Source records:
^^^^^^^^
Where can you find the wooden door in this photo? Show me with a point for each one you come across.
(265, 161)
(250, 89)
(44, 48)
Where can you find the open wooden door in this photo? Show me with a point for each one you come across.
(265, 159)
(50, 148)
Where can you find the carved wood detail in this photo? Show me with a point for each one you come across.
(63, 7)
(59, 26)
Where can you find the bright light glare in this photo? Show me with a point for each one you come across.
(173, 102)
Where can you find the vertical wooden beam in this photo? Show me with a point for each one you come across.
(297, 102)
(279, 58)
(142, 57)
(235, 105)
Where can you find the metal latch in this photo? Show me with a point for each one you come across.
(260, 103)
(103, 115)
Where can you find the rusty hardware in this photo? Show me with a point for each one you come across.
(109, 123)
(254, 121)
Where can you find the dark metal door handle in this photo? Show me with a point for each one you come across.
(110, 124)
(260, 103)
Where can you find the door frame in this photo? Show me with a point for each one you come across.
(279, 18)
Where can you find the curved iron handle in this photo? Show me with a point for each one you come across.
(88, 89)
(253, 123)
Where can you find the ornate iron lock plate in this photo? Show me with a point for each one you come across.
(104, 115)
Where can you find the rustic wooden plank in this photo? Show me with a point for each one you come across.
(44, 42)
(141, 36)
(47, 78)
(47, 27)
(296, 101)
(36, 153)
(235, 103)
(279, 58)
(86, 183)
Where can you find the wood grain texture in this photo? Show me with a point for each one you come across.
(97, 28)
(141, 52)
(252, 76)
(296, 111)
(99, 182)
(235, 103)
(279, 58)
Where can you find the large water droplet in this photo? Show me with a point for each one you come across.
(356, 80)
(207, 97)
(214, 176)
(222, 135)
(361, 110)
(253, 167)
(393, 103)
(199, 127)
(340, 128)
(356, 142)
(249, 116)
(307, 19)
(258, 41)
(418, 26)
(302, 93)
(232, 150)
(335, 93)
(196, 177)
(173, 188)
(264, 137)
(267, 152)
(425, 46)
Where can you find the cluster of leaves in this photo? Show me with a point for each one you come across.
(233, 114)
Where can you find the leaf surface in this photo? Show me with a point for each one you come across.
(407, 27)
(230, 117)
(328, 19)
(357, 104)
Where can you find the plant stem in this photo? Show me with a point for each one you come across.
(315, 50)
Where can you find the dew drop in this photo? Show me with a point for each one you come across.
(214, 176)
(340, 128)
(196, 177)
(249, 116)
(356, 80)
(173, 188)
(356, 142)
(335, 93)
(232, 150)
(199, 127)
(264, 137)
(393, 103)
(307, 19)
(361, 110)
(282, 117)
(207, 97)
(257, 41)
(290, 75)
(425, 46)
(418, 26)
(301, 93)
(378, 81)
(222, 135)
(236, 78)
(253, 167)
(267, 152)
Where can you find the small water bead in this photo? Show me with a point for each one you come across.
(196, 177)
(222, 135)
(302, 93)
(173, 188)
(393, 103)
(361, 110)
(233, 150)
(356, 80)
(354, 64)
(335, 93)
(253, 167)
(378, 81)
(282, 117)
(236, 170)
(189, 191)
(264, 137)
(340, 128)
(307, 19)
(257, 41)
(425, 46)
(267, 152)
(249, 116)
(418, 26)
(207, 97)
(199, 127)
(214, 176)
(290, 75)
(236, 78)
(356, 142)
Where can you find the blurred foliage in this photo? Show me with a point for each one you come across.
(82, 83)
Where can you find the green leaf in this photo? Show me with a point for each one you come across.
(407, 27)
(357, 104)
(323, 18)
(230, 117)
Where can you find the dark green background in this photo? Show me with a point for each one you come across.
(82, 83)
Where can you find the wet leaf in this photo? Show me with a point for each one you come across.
^^^^^^^^
■ **WHAT TO PRODUCE**
The full set of entries should appear again, unchanged, line by line.

■ **RESPONSE AREA**
Where can you find the wooden door in this photo? Show me with a point for each one you come across.
(265, 161)
(250, 89)
(44, 48)
Where can you find the open wooden door in this photo? Show me with a point for each one you come across.
(265, 159)
(50, 148)
Where can you find the carved wood detail in this photo? Show me with a point for each one you come across.
(63, 7)
(59, 26)
Where can you find the bright light glare in this photo? Show me with a point for each one you come across.
(173, 102)
Where can you find the vertical wooden beam in this photo? Show me with a point for each one you come across.
(297, 102)
(279, 58)
(142, 57)
(235, 105)
Where can you find the metal latch in this photo? Show me with a point for each one you come across.
(260, 103)
(103, 115)
Where can you find the rusty hardware in this photo? Show me with a point for each one you come across.
(109, 123)
(254, 121)
Where can you find the dark metal door handle in this photo? Show me with a point for each one you come across.
(110, 124)
(260, 103)
Where can you find the door frame in this photo? Show me with a point for each one you come across.
(279, 18)
Where can you find the curved iron handle in this photo? Show me with a point for each one you come across.
(88, 89)
(253, 123)
Where can you find the ornate iron lock plate in this photo? Show me with a point for each one you come across.
(104, 115)
Where can you find the rustic wooden plank in this photo? Show me with a point for each one you come across.
(44, 42)
(141, 36)
(47, 78)
(47, 27)
(296, 101)
(36, 153)
(235, 103)
(279, 58)
(86, 183)
Where can you find the wood grain texture in this photo? Show me with a point for each one you come across.
(97, 28)
(141, 52)
(252, 76)
(296, 111)
(99, 182)
(235, 103)
(279, 58)
Where can you find the large water droplet in this photo? Show me with a point for each one you come across.
(356, 80)
(207, 97)
(214, 176)
(222, 135)
(361, 110)
(253, 167)
(393, 103)
(199, 127)
(340, 128)
(356, 142)
(249, 116)
(307, 19)
(258, 41)
(418, 26)
(302, 93)
(232, 150)
(335, 93)
(196, 177)
(173, 188)
(264, 137)
(267, 152)
(425, 46)
Where can you find the cluster of leaves in this photo? Show me with a point for each one you come across.
(233, 114)
Where can you find the leaf surface in this photo? Show me with a point for each one you come across.
(407, 27)
(230, 117)
(328, 19)
(357, 104)
Where can you find the plant stem in this photo? Show me with a point for each one you come across.
(315, 50)
Where can you find the dew drop in this photo? Show me with a point for each one you come across.
(214, 176)
(340, 128)
(196, 177)
(249, 116)
(356, 80)
(173, 188)
(356, 142)
(335, 93)
(232, 150)
(199, 127)
(264, 137)
(393, 103)
(307, 19)
(361, 110)
(282, 117)
(207, 97)
(257, 41)
(290, 75)
(425, 46)
(418, 26)
(301, 93)
(378, 81)
(222, 135)
(236, 78)
(253, 167)
(267, 152)
Where can you find the small water bead in this photo? Show me with a point for each one you come across.
(196, 177)
(222, 135)
(302, 93)
(173, 188)
(393, 103)
(361, 110)
(233, 150)
(356, 80)
(354, 64)
(335, 93)
(253, 167)
(378, 81)
(282, 117)
(236, 170)
(189, 191)
(264, 137)
(340, 128)
(307, 19)
(257, 41)
(425, 46)
(267, 152)
(249, 116)
(418, 26)
(207, 97)
(199, 127)
(214, 176)
(290, 75)
(236, 78)
(356, 142)
Where can you find the blurred foliage in this photo? Show me with a point for each one you come across.
(82, 83)
Where can you find the green leaf in this photo? Show me with a point for each one you come across.
(407, 27)
(357, 104)
(323, 18)
(230, 117)
Where can you find the dark green background in this photo? Show me with a point for each one you come across.
(82, 83)
Where can you find the wet leaf in this photo? Show me with a point for each one you come across.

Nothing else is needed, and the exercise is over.